Source passage>
Pattern A: File on disk🔗

Use SDK convenience helpers (scan_file / scanFile) for straightforward local-file scanning.

Pattern B: Upload data in a web backend🔗

For web/API services receiving file uploads:

  • Prefer scanning bytes/streams in backend code before storing.
  • Use streaming APIs where available (Python: scan_binary_stream) to reduce peak memory.
  • Keep frontend clients from calling DSXA directly in most production architectures; centralize auth and policy in your backend service.

Pattern C: Parallel scans🔗

Use SDK client calls inside a bounded worker model:

  • Python: asyncio + semaphore, or thread pool for sync workflows.
  • Swift: TaskGroup with explicit max in-flight tasks.

Best practices for high throughput🔗

  1. Reuse one client instance
  2. Do not create a new SDK client per file.
  3. Create once per scan run, close at the end.

  4. Use bounded concurrency

  5. Start with 4-8 workers (or lower on constrained hosts).
  6. Increase gradually while monitoring DSXA latency/error rate.

  7. Avoid unbounded fan-out

  8. Use semaphores/task groups/thread pools with explicit limits.
  9. This prevents local resource exhaustion and DSXA overload.

  10. Prefer streaming for large files (Python)

  11. Use scan_binary_stream with chunked reads.

  12. Add retry/backoff only for transient failures

  13. Retry connection resets/timeouts/5xx.
  14. Do not blindly retry 4xx auth/validation errors.

  15. Keep file IO and network balanced

  16. If reads are slow, extra HTTP concurrency will not help.
  17. Profile disk/network bottlenecks before raising concurrency further.

Example architecture🔗

Typical high-throughput pattern in both languages:

  1. Enumerate file paths.
  2. Push paths into a bounded worker fan-out.
  3. Each worker calls SDK scan APIs.
  4. Aggregate results and failures.
  5. Emit summary metrics (elapsed time, per-file scan time, p50/p95, errors).

Future enhancement direction🔗

If desired, a helper can be added in each SDK (for example scan_folder(...)) that wraps:

  • enumeration
  • bounded concurrency
  • optional retry policy
  • summary stats

This would provide a standard batching utility while still using the current DSXA per-file scan endpoints.

JavaScript SDK direction🔗

A JavaScript/TypeScript SDK is a valid next step for web-backend and Node.js workflows.

Suggested initial scope:

  1. scanBinary (Buffer/Uint8Array)
  2. scanStream (Node.js Readable stream)
  3. scanByPath and polling helpers
  4. Shared auth/header helpers and typed response models
  5. Error mapping aligned with Python/Swift SDK semantics

Provided material>
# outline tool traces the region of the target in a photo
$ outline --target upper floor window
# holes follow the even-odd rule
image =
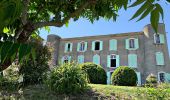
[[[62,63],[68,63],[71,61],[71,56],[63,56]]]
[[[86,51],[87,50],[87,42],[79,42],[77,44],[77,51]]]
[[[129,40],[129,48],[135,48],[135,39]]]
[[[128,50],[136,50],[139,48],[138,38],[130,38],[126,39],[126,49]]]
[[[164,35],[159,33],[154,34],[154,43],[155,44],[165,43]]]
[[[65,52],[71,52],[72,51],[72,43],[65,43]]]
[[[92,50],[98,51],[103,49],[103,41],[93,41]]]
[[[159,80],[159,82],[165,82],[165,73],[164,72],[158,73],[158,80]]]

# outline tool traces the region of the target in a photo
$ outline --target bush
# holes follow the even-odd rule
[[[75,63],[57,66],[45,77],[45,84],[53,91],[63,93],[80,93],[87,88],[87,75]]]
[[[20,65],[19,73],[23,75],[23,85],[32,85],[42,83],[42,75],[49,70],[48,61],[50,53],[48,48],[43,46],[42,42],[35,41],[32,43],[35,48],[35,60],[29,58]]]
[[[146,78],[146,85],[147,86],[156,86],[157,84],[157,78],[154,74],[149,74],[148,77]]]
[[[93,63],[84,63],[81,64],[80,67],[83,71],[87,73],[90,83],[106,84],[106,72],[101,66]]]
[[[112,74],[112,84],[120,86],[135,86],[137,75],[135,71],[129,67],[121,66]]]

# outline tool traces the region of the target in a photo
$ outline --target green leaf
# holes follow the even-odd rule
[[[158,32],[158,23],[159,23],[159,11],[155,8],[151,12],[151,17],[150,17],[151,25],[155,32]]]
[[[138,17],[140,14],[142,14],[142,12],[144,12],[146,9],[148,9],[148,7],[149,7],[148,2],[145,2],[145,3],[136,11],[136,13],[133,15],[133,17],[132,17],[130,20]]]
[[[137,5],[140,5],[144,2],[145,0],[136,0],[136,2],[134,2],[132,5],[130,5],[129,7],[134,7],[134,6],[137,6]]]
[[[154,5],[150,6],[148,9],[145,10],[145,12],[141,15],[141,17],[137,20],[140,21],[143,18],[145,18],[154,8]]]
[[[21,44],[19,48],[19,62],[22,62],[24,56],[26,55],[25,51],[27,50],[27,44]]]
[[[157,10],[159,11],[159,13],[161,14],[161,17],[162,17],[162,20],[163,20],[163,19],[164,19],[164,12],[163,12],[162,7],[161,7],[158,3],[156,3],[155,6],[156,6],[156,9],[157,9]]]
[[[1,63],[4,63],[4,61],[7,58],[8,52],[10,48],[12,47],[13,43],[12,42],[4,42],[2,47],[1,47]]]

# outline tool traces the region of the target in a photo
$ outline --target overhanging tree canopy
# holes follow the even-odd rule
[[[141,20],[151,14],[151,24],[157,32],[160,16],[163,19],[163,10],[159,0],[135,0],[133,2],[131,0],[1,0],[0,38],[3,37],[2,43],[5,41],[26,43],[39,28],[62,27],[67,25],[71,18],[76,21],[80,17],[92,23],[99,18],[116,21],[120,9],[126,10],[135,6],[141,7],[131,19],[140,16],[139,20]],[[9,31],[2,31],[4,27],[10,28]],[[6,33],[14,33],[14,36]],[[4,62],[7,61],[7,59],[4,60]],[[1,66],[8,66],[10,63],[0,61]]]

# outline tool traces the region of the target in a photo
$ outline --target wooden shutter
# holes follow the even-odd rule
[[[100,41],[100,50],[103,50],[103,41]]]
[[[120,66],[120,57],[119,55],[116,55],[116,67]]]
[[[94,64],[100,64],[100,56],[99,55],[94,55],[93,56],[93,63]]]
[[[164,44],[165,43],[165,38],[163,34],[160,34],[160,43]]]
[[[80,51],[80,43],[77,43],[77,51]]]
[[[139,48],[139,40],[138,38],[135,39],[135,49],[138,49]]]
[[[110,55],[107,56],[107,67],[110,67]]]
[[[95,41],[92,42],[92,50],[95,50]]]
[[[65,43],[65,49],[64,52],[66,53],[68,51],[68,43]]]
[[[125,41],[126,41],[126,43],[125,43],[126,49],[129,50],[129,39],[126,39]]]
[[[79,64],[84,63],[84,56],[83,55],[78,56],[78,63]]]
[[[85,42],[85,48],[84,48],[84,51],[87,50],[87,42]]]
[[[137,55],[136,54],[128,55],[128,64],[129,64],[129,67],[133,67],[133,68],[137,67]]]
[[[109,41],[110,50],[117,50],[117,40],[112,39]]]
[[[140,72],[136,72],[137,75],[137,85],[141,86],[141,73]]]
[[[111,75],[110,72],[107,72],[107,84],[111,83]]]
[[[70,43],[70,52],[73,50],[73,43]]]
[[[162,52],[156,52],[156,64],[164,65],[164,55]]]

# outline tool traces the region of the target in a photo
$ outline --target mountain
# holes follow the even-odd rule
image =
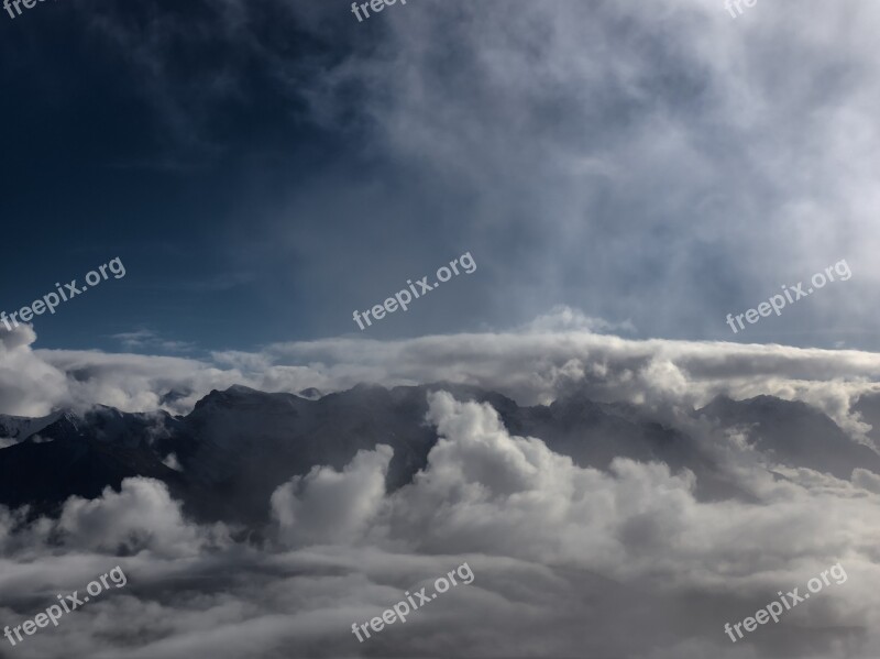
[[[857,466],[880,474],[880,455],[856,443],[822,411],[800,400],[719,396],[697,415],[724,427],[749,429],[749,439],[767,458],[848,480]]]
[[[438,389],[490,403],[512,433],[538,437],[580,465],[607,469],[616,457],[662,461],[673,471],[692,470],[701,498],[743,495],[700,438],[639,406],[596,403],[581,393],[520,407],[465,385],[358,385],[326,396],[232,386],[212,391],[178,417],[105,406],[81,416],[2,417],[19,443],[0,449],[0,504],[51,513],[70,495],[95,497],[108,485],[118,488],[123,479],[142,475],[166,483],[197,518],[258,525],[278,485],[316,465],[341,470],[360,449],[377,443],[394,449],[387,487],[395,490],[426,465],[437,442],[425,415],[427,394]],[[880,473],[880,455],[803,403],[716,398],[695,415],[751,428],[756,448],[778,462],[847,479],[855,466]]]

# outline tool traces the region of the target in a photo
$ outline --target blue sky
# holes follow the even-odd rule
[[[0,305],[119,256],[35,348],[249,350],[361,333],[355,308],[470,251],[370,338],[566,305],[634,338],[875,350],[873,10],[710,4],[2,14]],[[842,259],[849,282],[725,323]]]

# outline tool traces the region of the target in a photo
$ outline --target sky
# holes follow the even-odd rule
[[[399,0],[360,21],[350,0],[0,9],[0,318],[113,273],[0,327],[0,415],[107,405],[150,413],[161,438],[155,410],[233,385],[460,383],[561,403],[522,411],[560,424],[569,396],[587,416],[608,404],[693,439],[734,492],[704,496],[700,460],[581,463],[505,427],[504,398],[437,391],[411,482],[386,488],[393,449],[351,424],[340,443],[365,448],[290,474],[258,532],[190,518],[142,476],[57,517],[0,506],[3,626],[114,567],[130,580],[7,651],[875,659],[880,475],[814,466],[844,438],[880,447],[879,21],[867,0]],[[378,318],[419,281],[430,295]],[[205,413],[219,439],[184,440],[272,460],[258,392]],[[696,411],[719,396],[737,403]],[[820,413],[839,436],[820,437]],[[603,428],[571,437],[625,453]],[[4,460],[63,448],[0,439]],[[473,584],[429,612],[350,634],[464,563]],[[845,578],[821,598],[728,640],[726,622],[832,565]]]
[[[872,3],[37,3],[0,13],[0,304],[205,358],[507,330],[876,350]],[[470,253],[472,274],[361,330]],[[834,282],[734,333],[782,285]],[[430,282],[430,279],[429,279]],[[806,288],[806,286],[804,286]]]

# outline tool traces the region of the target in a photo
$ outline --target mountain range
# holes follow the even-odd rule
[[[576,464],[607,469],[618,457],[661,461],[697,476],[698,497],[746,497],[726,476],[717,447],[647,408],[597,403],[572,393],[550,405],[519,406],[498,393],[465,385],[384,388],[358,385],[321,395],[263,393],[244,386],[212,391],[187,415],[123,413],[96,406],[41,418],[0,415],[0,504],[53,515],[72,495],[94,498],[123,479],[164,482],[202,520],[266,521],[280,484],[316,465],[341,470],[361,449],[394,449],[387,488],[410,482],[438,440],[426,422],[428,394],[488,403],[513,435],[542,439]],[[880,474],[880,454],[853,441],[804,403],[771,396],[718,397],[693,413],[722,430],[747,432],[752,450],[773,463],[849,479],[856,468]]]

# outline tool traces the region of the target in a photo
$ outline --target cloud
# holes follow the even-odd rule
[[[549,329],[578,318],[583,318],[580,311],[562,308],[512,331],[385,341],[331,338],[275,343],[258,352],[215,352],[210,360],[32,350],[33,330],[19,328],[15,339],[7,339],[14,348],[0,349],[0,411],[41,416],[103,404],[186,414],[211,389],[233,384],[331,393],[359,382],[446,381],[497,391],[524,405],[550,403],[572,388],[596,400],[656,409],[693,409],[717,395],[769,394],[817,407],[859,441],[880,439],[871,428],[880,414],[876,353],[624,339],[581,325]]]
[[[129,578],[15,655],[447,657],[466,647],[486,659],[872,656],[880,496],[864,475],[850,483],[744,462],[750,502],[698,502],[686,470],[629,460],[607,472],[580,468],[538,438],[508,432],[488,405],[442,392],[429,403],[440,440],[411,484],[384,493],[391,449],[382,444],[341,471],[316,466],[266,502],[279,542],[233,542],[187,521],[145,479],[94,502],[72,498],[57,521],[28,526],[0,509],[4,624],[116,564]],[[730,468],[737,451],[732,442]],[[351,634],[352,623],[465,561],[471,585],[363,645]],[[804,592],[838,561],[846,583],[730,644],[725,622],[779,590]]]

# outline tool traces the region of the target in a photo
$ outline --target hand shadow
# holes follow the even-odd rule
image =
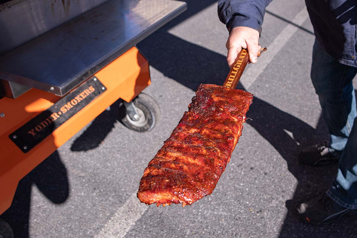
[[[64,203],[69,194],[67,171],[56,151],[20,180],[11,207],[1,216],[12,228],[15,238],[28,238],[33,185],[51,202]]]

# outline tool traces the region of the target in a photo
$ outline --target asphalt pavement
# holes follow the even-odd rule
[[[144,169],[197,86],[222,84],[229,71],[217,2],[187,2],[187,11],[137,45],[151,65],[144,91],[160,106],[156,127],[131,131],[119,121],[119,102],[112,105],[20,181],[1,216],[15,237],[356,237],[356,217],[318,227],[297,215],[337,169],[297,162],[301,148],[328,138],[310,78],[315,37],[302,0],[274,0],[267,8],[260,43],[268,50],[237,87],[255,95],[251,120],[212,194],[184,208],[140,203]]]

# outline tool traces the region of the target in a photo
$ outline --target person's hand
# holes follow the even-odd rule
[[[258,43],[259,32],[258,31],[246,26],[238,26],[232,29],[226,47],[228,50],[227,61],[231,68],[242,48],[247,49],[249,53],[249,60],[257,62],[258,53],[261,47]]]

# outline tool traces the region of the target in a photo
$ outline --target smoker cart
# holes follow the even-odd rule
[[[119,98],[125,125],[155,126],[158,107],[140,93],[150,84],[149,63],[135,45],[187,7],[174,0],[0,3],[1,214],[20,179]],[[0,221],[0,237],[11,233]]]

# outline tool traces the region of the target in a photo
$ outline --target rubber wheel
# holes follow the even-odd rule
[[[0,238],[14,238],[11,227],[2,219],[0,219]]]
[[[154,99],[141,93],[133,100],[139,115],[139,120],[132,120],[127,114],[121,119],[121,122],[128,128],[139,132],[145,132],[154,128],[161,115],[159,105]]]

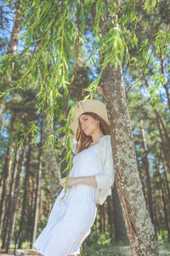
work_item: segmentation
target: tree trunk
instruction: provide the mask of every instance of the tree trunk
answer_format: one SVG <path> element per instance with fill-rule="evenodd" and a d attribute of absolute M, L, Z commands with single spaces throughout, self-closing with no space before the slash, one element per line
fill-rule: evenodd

Tasks and exercises>
(1) Rewrite the source passage between "Best practices for" and "with explicit limits.", inclusive, with "bounded concurrency" replaced by "limited concurrency".
(2) How many lines of the listing contain the string "hand", matching case? Give only the number.
The listing is unrelated to the source passage.

Task results>
(1)
Best practices for high throughput🔗

  1. Reuse one client instance
  2. Do not create a new SDK client per file.
  3. Create once per scan run, close at the end.

  4. Use limited concurrency

  5. Start with 4-8 workers (or lower on constrained hosts).
  6. Increase gradually while monitoring DSXA latency/error rate.

  7. Avoid unbounded fan-out

  8. Use semaphores/task groups/thread pools with explicit limits.

(2) 2